Problem statement >> Render the data as a numbered list, starting with the line containing "moose eye, placing" and going on through the last line of the data. Leave out blank lines.
+---+
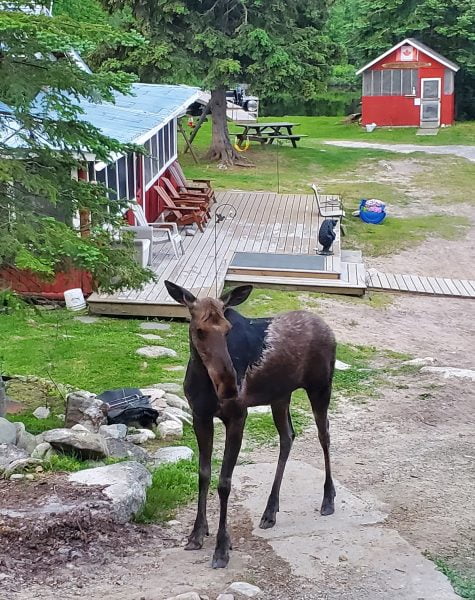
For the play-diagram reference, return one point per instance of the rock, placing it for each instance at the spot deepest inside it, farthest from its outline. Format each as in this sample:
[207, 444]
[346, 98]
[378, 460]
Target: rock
[8, 432]
[170, 430]
[42, 412]
[126, 483]
[140, 436]
[245, 589]
[150, 336]
[86, 319]
[170, 388]
[149, 325]
[157, 399]
[85, 444]
[419, 362]
[84, 408]
[451, 372]
[186, 596]
[20, 464]
[341, 366]
[117, 432]
[156, 352]
[25, 440]
[177, 402]
[43, 451]
[79, 427]
[123, 449]
[175, 414]
[9, 453]
[259, 410]
[172, 454]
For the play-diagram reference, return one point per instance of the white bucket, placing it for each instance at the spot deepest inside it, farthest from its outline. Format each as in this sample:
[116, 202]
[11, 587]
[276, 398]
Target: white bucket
[74, 299]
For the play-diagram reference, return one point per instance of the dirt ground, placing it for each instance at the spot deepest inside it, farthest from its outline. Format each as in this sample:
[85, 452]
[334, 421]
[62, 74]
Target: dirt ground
[403, 461]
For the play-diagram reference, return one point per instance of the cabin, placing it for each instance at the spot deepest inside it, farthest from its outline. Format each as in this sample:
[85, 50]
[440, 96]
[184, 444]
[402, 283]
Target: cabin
[147, 117]
[409, 85]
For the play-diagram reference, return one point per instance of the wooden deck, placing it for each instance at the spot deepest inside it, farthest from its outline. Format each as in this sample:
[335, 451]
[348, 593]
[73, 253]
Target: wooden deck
[264, 223]
[418, 284]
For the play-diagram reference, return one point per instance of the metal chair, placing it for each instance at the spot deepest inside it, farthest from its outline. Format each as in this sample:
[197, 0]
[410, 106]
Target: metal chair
[156, 232]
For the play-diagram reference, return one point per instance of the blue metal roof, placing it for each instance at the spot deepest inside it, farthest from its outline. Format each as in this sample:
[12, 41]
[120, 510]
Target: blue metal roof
[133, 116]
[4, 108]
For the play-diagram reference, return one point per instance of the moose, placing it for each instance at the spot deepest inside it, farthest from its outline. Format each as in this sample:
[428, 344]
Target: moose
[236, 363]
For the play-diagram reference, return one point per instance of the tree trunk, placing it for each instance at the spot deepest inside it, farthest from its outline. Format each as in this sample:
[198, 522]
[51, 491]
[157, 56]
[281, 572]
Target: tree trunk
[3, 398]
[221, 148]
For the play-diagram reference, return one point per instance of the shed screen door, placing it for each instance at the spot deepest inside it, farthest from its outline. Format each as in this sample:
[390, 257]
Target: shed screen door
[430, 102]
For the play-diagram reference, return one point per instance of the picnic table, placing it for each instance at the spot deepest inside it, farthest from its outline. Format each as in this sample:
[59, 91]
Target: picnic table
[266, 133]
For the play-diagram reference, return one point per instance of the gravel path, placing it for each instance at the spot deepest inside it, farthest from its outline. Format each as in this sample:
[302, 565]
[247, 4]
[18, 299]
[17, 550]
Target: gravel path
[467, 152]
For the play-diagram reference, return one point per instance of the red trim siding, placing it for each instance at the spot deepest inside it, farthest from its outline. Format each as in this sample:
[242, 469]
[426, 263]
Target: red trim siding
[400, 110]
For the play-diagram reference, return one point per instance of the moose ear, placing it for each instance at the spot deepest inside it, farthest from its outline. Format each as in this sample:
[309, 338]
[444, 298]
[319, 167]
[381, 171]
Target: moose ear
[236, 296]
[179, 294]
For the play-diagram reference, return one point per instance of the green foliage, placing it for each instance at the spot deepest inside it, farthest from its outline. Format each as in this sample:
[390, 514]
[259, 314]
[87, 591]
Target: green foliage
[463, 585]
[172, 485]
[34, 425]
[11, 302]
[38, 197]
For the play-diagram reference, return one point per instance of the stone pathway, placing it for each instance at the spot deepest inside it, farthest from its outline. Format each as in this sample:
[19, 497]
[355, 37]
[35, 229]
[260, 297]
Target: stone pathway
[467, 152]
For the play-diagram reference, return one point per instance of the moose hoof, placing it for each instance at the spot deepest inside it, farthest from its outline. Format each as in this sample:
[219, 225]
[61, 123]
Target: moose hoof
[267, 522]
[328, 508]
[220, 562]
[194, 545]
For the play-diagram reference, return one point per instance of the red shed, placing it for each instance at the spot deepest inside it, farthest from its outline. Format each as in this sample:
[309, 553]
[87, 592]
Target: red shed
[410, 85]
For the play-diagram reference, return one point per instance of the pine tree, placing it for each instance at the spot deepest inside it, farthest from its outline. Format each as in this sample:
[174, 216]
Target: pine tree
[275, 47]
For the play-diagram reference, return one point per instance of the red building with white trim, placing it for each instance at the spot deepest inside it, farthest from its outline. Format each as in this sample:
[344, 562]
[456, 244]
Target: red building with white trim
[410, 85]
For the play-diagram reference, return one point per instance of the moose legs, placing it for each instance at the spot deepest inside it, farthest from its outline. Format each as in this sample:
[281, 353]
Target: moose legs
[234, 431]
[204, 430]
[283, 423]
[320, 402]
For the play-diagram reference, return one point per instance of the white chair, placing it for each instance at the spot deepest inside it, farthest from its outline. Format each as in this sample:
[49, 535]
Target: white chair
[157, 233]
[330, 207]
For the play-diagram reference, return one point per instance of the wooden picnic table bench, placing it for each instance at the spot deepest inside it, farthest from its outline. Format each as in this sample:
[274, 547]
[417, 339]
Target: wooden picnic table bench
[266, 133]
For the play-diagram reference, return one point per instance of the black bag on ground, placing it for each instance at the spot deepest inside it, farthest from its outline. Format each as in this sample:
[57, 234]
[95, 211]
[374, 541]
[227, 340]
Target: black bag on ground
[129, 405]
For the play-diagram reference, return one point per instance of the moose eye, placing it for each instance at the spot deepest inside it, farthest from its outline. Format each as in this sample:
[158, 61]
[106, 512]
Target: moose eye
[201, 334]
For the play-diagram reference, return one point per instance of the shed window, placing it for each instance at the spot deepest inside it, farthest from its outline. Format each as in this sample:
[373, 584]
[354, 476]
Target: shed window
[390, 82]
[448, 81]
[122, 176]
+---+
Result for this exercise >>
1. For the play-diagram reference, return one point per instance of the moose eye, placing it for each instance at the spot deepest inside it, farthest from its outline. Format each as in this sample:
2. [158, 61]
3. [106, 512]
4. Target: moose eye
5. [201, 334]
6. For the play-diagram reference, return one point per instance of the shed window, placing it for each instance at the spot deepest inside it, farthest from its outline. Format each as in this sample:
7. [373, 584]
8. [354, 476]
9. Target: shed window
10. [390, 82]
11. [448, 81]
12. [122, 176]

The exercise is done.